WORK TO COMPLETE
Each line from the one containing "Target: tree foliage" through the final line of the data below must be repeated exactly.

SOURCE INFORMATION
○ ○ ○ ○ ○
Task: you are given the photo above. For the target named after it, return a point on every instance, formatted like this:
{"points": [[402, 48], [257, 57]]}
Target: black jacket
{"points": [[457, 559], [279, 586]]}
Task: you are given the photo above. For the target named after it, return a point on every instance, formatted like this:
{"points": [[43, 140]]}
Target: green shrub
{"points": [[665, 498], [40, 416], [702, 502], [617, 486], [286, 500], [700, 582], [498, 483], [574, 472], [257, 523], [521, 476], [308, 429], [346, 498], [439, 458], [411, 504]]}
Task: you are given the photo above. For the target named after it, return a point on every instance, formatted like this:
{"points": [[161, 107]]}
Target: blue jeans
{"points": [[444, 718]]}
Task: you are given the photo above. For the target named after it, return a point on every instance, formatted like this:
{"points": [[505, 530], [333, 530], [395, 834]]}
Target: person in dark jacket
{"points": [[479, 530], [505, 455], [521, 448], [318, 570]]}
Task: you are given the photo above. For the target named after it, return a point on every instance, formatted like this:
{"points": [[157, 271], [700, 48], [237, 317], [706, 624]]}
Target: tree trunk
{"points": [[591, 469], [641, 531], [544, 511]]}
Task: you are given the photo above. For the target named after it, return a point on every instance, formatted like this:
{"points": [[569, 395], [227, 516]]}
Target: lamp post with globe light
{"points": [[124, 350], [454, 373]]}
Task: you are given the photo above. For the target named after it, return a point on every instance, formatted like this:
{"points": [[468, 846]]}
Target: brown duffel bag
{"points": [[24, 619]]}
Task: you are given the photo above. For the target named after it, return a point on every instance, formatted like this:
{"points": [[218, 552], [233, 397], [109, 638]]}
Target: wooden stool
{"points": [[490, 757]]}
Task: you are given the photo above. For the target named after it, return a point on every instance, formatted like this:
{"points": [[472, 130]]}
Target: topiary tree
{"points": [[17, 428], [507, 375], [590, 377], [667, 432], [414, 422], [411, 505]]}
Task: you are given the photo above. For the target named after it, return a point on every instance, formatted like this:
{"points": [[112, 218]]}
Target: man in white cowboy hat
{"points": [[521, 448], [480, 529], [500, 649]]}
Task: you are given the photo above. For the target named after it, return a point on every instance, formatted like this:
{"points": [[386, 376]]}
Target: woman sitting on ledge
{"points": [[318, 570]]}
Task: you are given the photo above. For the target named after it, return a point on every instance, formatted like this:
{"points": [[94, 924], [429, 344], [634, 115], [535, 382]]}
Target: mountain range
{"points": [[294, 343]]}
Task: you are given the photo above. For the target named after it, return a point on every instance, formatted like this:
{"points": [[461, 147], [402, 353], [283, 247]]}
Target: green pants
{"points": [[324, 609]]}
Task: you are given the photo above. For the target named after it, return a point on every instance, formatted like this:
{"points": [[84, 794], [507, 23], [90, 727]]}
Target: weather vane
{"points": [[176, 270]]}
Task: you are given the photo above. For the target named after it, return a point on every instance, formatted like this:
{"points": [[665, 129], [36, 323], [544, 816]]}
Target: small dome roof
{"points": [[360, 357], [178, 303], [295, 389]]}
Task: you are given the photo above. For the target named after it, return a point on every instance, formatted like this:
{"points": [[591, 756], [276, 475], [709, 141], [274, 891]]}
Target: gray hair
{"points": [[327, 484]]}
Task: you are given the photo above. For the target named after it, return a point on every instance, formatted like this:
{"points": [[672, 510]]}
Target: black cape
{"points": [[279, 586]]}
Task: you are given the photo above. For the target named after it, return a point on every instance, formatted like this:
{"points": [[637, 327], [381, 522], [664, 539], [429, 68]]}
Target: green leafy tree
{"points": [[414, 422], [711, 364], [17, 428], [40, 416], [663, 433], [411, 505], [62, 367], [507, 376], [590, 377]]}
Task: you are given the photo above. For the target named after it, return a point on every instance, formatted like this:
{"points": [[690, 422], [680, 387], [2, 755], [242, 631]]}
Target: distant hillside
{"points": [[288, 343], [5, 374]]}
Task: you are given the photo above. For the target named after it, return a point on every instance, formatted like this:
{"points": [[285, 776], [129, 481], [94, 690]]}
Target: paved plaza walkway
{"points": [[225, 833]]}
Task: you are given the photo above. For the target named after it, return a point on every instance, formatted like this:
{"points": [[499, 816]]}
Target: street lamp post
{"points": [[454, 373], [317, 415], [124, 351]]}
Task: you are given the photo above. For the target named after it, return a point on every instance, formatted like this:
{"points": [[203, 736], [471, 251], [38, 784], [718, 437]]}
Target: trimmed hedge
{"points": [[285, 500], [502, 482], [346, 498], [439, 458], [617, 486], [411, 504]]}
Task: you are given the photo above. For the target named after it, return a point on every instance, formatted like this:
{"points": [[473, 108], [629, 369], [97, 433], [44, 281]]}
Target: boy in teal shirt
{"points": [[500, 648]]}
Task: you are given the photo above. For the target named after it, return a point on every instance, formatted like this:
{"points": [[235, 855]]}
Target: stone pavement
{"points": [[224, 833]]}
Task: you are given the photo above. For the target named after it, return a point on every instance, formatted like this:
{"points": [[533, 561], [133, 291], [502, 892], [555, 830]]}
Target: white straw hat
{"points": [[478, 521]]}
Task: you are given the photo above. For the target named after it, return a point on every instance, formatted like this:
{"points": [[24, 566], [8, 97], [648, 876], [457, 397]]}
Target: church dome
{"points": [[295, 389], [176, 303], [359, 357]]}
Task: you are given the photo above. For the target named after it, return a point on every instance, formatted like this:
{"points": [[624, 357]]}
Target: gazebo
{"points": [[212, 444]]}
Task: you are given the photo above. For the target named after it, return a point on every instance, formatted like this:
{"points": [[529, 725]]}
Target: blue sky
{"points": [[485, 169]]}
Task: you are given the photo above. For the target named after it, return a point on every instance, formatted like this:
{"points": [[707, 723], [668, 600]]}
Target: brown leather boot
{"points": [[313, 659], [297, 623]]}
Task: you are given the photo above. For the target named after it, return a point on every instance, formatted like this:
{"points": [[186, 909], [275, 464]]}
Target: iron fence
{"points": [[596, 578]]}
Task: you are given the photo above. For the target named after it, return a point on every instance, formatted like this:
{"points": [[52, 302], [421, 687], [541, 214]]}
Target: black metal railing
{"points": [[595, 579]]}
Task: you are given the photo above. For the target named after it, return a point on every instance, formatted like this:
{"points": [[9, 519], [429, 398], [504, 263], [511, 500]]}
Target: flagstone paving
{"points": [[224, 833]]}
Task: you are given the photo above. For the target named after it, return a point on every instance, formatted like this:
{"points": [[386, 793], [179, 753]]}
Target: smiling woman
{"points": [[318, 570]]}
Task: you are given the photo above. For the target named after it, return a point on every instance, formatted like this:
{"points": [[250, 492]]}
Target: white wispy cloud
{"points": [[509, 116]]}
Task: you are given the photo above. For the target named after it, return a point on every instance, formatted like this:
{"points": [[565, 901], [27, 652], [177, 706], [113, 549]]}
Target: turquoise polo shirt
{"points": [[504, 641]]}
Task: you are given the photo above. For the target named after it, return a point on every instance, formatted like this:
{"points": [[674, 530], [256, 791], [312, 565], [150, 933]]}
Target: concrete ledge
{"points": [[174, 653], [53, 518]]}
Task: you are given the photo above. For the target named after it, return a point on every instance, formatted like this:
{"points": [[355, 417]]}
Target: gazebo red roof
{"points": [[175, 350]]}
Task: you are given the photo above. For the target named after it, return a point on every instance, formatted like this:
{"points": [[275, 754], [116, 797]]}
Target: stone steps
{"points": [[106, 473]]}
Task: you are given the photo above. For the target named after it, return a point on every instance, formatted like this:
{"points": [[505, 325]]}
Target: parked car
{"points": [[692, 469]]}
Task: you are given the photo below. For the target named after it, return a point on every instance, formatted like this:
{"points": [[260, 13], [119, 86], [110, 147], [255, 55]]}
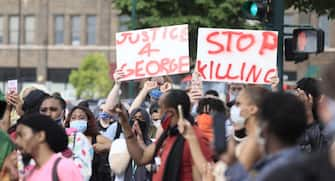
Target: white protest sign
{"points": [[153, 52], [12, 86], [240, 56]]}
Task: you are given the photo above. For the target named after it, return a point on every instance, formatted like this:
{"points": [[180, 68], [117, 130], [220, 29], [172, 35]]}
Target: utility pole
{"points": [[277, 20], [131, 88]]}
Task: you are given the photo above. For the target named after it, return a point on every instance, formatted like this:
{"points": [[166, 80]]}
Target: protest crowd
{"points": [[255, 132]]}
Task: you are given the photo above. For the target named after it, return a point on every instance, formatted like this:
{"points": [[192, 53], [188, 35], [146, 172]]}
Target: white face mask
{"points": [[233, 95], [235, 116], [80, 125]]}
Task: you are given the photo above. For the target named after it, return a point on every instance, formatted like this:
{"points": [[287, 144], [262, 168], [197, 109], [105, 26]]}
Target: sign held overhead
{"points": [[153, 52], [240, 56]]}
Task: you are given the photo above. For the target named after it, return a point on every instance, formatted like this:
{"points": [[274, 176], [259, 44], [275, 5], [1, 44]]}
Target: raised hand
{"points": [[149, 85], [184, 127], [166, 87], [123, 114], [274, 83]]}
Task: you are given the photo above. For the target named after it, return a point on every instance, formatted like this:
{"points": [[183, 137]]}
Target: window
{"points": [[91, 30], [1, 30], [324, 25], [75, 30], [289, 20], [13, 29], [29, 27], [59, 30], [123, 19]]}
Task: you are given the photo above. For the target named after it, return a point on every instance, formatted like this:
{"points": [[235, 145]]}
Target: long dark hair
{"points": [[92, 129]]}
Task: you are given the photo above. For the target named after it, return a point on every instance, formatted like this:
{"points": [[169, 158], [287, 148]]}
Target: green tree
{"points": [[321, 7], [196, 13], [92, 80]]}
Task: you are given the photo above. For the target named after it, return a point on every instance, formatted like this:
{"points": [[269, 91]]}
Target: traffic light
{"points": [[292, 56], [256, 10], [308, 40]]}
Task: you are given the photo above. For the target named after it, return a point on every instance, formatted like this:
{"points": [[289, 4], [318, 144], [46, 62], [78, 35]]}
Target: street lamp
{"points": [[131, 84]]}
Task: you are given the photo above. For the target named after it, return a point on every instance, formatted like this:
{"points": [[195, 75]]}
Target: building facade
{"points": [[311, 67], [46, 39]]}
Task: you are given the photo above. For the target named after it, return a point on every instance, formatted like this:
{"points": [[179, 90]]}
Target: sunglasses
{"points": [[45, 109]]}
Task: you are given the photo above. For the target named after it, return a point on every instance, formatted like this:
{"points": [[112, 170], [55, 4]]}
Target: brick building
{"points": [[55, 35], [311, 67]]}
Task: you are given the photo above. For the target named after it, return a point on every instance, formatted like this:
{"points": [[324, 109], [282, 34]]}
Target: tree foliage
{"points": [[321, 7], [92, 80]]}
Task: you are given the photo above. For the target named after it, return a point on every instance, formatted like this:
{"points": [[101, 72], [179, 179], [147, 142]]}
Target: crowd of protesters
{"points": [[255, 133]]}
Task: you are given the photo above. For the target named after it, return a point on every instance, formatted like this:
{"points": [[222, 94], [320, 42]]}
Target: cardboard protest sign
{"points": [[153, 52], [12, 86], [240, 56]]}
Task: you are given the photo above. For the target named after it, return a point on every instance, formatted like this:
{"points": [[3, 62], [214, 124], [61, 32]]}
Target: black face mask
{"points": [[241, 133], [143, 126]]}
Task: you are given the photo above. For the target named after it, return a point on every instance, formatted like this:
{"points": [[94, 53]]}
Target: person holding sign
{"points": [[171, 153]]}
○ ○ ○ ○ ○
EXPECTED OUTPUT
Target: tree foliage
{"points": [[321, 7], [92, 80]]}
Task: you are given the photo above. For the target named after it, return a point on every instance, formatted like this:
{"points": [[101, 72], [179, 179], [147, 142]]}
Target: crowd of protesters
{"points": [[255, 133]]}
Task: you are given the photo above. For the target named after it, return a point on every instance, formatted like this:
{"points": [[222, 94], [320, 42]]}
Target: cardboard protest sign
{"points": [[153, 52], [12, 86], [240, 56]]}
Task: you are given the photo above. For the target named after it, return a point on every instance, formatted like this:
{"points": [[3, 62], [214, 124], [61, 32]]}
Target: black face mask
{"points": [[241, 133], [143, 126]]}
Task: you are given the photo above. For the target named after it, return a point on every instance, formatted like this:
{"points": [[94, 53]]}
Target: person holding sign
{"points": [[171, 153]]}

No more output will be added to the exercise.